WHAT THIS EXERCISE ASKS —
**a.** In the forum thread about finding a first job, how old is the person who started it?
**b.** Shorten EmpoweredByOne's reply in the job-hunting thread, the paragraph beginning "You certainly don't want to be doing dishes," into a brief bulleted list that keeps its main points.

— start EXCERPT PROVIDED —

# I want money!



## SugarSparkler (Sep 5, 2008)

I've never had a job before and I'm 21. So, now I have no work history/experience and I need to find a full-time job.

McDonalds? The Mall? (Where are the truley desperate employers at, lol)Any advice for my search is welcomed.

And I'm not "shunning" public places - but I have a major preference to work out of the spotlight (i.e. I'd prefer dishes rather than waitressing).


----------



## EmpoweredByOne (Oct 11, 2008)

You certainly don't want to be doing dishes, that is so boring  Check out places like grocery stores, the mall (like you said suggested) and office work. You can't hide from the public and you MUST face your anxiety fears. You have to stop the negative thinking and find a job where you might be most vulnerable, I know it may sound difficult but it will get easier and easier. Good luck!!


----------



## SugarSparkler (Sep 5, 2008)

EmpoweredByOne said:


> You certainly don't want to be doing dishes, that is so boring  Check out places like grocery stores, the mall (like you said suggested) and office work. You can't hide from the public and you MUST face your anxiety fears. You have to stop the negative thinking and find a job where you might be most vulnerable, I know it may sound difficult but it will get easier and easier. Good luck!!


Thanks for the reply. 
I know I should'nt be avoiding the public but I'm even afraid of the idea of seeing co-worker daily!

— end EXCERPT PROVIDED —
— start DATA SEGMENT —

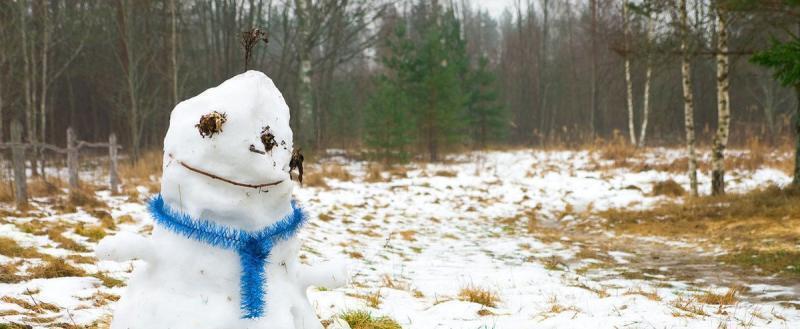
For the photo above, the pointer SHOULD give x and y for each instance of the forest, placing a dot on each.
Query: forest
(539, 73)
(389, 164)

— end DATA SEGMENT —

TASK-BY-TASK OUTPUTS —
**a.** 21

**b.**
- Doing dishes would be boring.
- Look at grocery stores, the mall, and office work.
- You can't hide from the public; you must face your anxiety.
- Stop the negative thinking and pick a job where you may feel most vulnerable.
- It may seem hard, but it will get easier.